• **Required action**: Every record must come back exactly as given.

(Data for processing begins)

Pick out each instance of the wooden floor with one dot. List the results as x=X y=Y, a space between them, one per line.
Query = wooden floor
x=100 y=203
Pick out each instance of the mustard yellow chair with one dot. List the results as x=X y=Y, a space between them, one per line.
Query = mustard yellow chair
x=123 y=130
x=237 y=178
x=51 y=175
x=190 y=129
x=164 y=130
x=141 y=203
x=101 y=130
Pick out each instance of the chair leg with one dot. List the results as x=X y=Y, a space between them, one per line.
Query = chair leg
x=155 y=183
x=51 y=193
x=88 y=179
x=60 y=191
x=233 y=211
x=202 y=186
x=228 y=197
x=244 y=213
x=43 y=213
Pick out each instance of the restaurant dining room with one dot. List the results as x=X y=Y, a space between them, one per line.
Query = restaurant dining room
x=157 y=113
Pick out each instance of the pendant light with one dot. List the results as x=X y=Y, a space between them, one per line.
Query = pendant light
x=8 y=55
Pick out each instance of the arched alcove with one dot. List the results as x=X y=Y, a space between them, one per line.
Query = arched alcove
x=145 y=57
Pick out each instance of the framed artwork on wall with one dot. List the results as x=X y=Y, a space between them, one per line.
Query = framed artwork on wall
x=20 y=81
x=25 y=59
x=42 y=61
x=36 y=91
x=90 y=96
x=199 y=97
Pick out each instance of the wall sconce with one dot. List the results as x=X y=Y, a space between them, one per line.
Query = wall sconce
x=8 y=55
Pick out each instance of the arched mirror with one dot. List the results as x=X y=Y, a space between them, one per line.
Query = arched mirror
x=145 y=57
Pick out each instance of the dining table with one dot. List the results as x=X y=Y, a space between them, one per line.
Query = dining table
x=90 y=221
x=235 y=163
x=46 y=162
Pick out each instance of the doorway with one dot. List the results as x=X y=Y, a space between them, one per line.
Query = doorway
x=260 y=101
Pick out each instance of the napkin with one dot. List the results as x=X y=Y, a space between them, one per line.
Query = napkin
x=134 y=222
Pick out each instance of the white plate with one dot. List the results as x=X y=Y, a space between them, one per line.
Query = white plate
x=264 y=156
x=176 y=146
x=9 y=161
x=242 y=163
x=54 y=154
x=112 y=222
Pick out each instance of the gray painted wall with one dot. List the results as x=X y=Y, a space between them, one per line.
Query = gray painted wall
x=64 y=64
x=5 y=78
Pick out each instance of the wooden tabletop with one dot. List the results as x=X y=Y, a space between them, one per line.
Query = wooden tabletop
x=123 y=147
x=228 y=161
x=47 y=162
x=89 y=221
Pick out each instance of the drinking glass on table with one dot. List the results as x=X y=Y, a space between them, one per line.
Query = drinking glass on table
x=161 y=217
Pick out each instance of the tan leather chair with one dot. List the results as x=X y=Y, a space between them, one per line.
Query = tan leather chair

(Data for processing ends)

• **Solution to this problem**:
Pick out each instance of the wooden floor with one dot. List the results as x=X y=Y, a space between them, one per line.
Query = wooden floor
x=100 y=203
Pick out each instance of the mustard yellow chair with one dot. List the results as x=X y=Y, a space between them, one per line.
Query = mustard yellow chair
x=123 y=130
x=237 y=178
x=51 y=175
x=190 y=129
x=164 y=130
x=141 y=203
x=101 y=130
Pick out each instance of the chair leg with one dot. List the results as x=X y=Y, a space between them, one per line.
Query = chair leg
x=155 y=183
x=51 y=193
x=88 y=179
x=60 y=191
x=233 y=211
x=202 y=186
x=228 y=197
x=244 y=213
x=43 y=213
Pick out each instance of the restaurant dining room with one dot. List the results as x=X y=Y, a space between them, one per line.
Query = restaurant dining room
x=157 y=113
Pick out each instance of the pendant light with one dot. List the results as x=X y=Y, a space between them, one per line.
Query = pendant light
x=8 y=55
Pick out each instance of the arched alcove with one dot. List the results as x=X y=Y, a space between them, one per line.
Query = arched alcove
x=145 y=57
Pick out each instance of the framed artwork on wall with one dot. List the results as x=X y=Y, a space between them, one per line.
Query = framed artwork on wall
x=20 y=81
x=25 y=59
x=42 y=61
x=36 y=91
x=90 y=96
x=199 y=97
Pick out each instance of the wall sconce with one dot. List the results as x=X y=Y, a space between them, one per line.
Query = wall sconce
x=8 y=55
Pick out each instance of the arched mirror with one dot. List the results as x=X y=Y, a space between them, one per line.
Query = arched mirror
x=145 y=57
Pick out each instance of the dining table with one dot. List the results as x=X y=Y, a space between them, one per line.
Query = dining table
x=90 y=221
x=235 y=163
x=46 y=162
Pick out each instance of the doorway with one dot. List the results as x=X y=Y, a space between them, one per line.
Query = doorway
x=260 y=101
Pick out each instance of the napkin with one dot. List the results as x=X y=Y, a space between them, one per line.
Query = napkin
x=134 y=222
Pick out each instance of the white plate with one dot. List the results as x=X y=Y, a space between them, one per line.
Query = white plate
x=264 y=156
x=176 y=146
x=9 y=161
x=242 y=163
x=54 y=154
x=112 y=222
Pick out each instance of the gray painted wall with one dot. List the results as x=X y=Y, a space between them, one per line.
Query = gray painted wall
x=64 y=64
x=5 y=78
Pick out each instance of the wooden tabletop with one dot. List the results as x=X y=Y, a space between them, one per line.
Query = wooden tabletop
x=123 y=147
x=228 y=161
x=47 y=162
x=89 y=221
Pick out each instance of the drinking glass on table with one dot. List the results as x=X y=Y, a space between them, one per line.
Query = drinking glass on table
x=161 y=217
Pick out each instance of the tan leather chair with one dot. List the results as x=X y=Y, a space between them, one per line.
Query = tan leather chair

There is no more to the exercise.